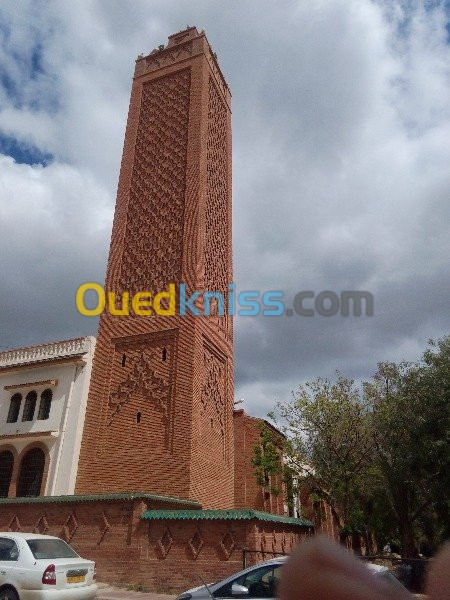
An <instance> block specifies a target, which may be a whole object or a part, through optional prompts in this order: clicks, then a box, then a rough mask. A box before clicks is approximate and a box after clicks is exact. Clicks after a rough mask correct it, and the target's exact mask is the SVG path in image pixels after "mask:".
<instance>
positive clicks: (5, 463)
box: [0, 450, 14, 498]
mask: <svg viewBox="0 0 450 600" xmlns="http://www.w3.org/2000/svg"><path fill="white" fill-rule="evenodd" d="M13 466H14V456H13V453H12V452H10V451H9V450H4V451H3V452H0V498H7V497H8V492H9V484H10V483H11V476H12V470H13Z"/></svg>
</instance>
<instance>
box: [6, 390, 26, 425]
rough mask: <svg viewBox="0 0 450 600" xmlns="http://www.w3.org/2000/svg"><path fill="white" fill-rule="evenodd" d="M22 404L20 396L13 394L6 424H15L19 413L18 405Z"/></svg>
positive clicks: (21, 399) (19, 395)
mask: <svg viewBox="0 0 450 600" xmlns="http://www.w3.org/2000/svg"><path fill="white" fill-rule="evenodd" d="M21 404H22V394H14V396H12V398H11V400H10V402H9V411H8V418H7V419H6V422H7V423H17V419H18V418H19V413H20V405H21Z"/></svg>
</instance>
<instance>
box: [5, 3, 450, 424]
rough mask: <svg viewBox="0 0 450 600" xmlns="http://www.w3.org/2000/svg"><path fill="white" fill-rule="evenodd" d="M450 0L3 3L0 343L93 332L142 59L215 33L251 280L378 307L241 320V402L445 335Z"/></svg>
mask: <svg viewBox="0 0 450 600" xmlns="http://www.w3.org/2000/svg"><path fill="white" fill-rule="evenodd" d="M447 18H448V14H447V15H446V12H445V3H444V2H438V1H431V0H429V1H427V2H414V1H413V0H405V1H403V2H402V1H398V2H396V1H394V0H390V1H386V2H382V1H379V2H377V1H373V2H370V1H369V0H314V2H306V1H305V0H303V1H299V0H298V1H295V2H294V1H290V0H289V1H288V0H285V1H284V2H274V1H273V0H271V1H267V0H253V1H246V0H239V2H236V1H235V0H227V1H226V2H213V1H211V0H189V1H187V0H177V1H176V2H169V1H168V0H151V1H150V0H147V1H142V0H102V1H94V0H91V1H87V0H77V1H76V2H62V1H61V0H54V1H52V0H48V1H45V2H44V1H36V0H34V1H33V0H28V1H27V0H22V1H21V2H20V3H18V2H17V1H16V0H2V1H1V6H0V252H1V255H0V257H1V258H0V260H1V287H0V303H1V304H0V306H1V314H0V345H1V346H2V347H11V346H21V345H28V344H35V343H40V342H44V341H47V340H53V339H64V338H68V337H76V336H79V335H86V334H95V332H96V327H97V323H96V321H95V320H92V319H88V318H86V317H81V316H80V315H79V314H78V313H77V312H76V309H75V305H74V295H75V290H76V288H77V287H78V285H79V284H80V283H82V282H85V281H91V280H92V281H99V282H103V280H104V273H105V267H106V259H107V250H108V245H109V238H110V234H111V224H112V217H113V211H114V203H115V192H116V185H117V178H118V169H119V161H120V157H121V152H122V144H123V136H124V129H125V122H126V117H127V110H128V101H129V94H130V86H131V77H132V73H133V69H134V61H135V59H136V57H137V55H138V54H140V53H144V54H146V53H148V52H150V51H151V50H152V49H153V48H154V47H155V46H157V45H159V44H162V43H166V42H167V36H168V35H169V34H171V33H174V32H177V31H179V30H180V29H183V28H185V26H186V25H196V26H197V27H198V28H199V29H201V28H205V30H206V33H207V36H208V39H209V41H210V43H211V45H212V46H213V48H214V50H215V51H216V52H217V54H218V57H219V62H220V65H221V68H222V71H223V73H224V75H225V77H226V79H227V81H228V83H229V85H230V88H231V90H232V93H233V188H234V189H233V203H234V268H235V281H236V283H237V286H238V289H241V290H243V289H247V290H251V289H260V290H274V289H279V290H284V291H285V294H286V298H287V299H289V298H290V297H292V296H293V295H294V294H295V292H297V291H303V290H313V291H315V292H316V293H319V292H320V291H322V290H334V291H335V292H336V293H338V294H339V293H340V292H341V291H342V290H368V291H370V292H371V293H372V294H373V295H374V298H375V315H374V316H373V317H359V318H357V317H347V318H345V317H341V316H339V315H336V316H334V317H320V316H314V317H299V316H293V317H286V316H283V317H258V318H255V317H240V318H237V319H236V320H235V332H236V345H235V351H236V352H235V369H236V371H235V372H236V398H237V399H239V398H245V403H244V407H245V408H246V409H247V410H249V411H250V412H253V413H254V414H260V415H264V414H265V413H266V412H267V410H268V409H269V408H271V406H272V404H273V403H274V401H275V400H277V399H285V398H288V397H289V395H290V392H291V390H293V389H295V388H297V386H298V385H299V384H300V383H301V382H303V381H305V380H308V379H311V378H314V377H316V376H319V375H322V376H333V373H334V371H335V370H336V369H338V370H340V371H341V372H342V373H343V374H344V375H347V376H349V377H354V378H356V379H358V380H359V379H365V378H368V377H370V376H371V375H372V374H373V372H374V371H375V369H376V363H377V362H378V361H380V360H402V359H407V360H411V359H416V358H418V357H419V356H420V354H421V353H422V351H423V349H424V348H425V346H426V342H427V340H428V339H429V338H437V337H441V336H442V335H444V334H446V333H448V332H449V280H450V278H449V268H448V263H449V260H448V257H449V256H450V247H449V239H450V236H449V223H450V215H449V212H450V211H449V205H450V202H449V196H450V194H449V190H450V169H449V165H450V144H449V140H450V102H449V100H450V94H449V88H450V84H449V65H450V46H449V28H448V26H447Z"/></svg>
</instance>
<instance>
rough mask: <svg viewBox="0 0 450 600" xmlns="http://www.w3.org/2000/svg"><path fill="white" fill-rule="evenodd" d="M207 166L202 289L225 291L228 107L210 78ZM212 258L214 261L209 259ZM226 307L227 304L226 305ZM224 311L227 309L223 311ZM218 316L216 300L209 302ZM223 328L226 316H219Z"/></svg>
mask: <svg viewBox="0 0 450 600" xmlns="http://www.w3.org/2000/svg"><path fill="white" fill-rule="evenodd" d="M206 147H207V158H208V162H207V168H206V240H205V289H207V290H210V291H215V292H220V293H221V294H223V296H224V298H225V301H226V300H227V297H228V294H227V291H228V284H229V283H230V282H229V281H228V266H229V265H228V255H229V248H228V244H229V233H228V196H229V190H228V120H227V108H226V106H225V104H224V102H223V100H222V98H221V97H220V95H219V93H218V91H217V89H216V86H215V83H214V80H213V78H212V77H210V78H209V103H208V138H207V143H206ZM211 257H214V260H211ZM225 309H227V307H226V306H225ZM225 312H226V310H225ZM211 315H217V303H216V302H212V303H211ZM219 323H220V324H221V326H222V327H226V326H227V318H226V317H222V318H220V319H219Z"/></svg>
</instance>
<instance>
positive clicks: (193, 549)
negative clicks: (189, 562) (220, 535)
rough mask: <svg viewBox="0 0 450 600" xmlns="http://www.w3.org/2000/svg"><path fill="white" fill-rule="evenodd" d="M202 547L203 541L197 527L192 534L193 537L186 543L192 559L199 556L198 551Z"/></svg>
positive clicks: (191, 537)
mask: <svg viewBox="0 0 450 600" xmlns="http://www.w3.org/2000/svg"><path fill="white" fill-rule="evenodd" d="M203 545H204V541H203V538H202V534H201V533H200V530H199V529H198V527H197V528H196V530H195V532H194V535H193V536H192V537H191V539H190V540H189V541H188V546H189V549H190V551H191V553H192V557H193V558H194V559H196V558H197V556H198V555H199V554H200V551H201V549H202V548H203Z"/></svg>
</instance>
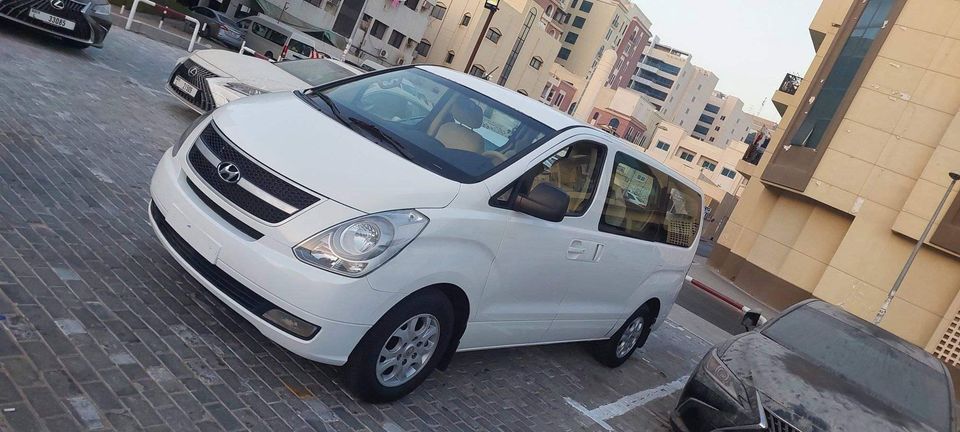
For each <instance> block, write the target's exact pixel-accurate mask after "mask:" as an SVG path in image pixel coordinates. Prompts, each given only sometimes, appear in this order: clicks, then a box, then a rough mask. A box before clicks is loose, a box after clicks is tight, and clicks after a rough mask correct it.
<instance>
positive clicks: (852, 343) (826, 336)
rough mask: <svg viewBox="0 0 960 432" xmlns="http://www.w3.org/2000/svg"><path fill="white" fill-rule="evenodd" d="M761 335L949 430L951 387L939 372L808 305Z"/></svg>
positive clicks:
══════
- _ACTIVITY_:
Count how many lines in the entries contain the word "after". Reply with the number only.

- _THE ANSWER_:
2